■ **Selected extract**
::::

Hamed has spent most of his adult life making films in Iran’s capital, Tehran, without a state permit, which filmmakers need to work legally in Iran.
That choice shaped every part of his life.
Over the years, he was arrested multiple times, had equipment destroyed while filming protests, and eventually became afraid to leave his home or carry a phone in the streets of Tehran.
By 2026, after waves of crackdowns, executions, and war, he stopped filming inside Iran. “It became impossible,” he said.
In early April this year, a 28-year-old man, Hossein Ghavi, was arrested for “filming bombed areas” and “communicating with foreign countries.” He was detained by intelligence forces of the Islamic Revolutionary Guard Corps (IRGC) and later died as a result of severe torture while in custody.
In Iran, even carrying a phone or documenting reality has become a risk.
Even internationally acclaimed directors such as Jafar Panahi — whose films have won major international awards — continue to face state pressure, prison sentences, travel bans, and censorship for their work. At the end of March, Panahi returned to Iran despite the risk of imprisonment after years of state persecution tied to his films and public criticism of the government. Despite years of harassment from the government, Jafar Panahi was able to return to Iran safely.
While globally recognized filmmakers, like Jafar Panahi, may have some international visibility and protection, ordinary underground artists have far fewer safeguards.
Hamed, a 34-year-old underground filmmaker from Tehran, has spent the past year trying to make a film in a country where both war and repression have made artistic work nearly impossible.
An ‘underground’ artist is a common phenomenon in Iran — many creators chose to risk their own safety rather than subjecting their work to censorship. This means moving their work from public spaces to indoor and private spaces.
Once in 2017, Hamed was summoned for questioning over a short sketch film.
In the film, a man was endlessly picking the handkerchiefs beneath the sink in a men’s restroom until a massive pile of them covered him. “The progovernmental producers told me the film was about masturbation. I was shocked. And I remember that one of them looked me in the eyes and said: ‘The main character is a sick pervert.’” His intention was to portray a guy stuck in an endless life loop.
From an early age, Hamed was surrounded by art. On his mother’s side, he comes from the Jozani family, known in Iran for its involvement in photography, animation, and film. As a child, he would spend hours in a darkroom with his aunt Ladan, developing photographs.
As a teenager, he spent carefree nights in Tehran with friends, thinking about girls, fun, and films. They would sit for hours in small cafés, arguing about cinema, about directors like David Lynch and Lars von Trier. They were proud, scrappy, young artists, believing that time, small world of conversations, experiments, and late-night plans would eventually turn into something real.
And that sense of freedom didn’t disappear overnight. The restrictions crept in slowly and tightened gradually, so that Hamed and his friends still believed they had time. With the stubborn confidence of youth, they clung to the idea that things could still be changed and that they had enough power to push against the system.

::::

■ **Recorded information**
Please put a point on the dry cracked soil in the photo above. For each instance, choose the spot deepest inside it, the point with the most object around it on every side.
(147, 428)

::::

Return the passage about Hamed word for word from "While globally recognized" to "and private spaces.". Rely only on the passage about Hamed, not on the material.

■ **Finished task**
While globally recognized filmmakers, like Jafar Panahi, may have some international visibility and protection, ordinary underground artists have far fewer safeguards.
Hamed, a 34-year-old underground filmmaker from Tehran, has spent the past year trying to make a film in a country where both war and repression have made artistic work nearly impossible.
An ‘underground’ artist is a common phenomenon in Iran — many creators chose to risk their own safety rather than subjecting their work to censorship. This means moving their work from public spaces to indoor and private spaces.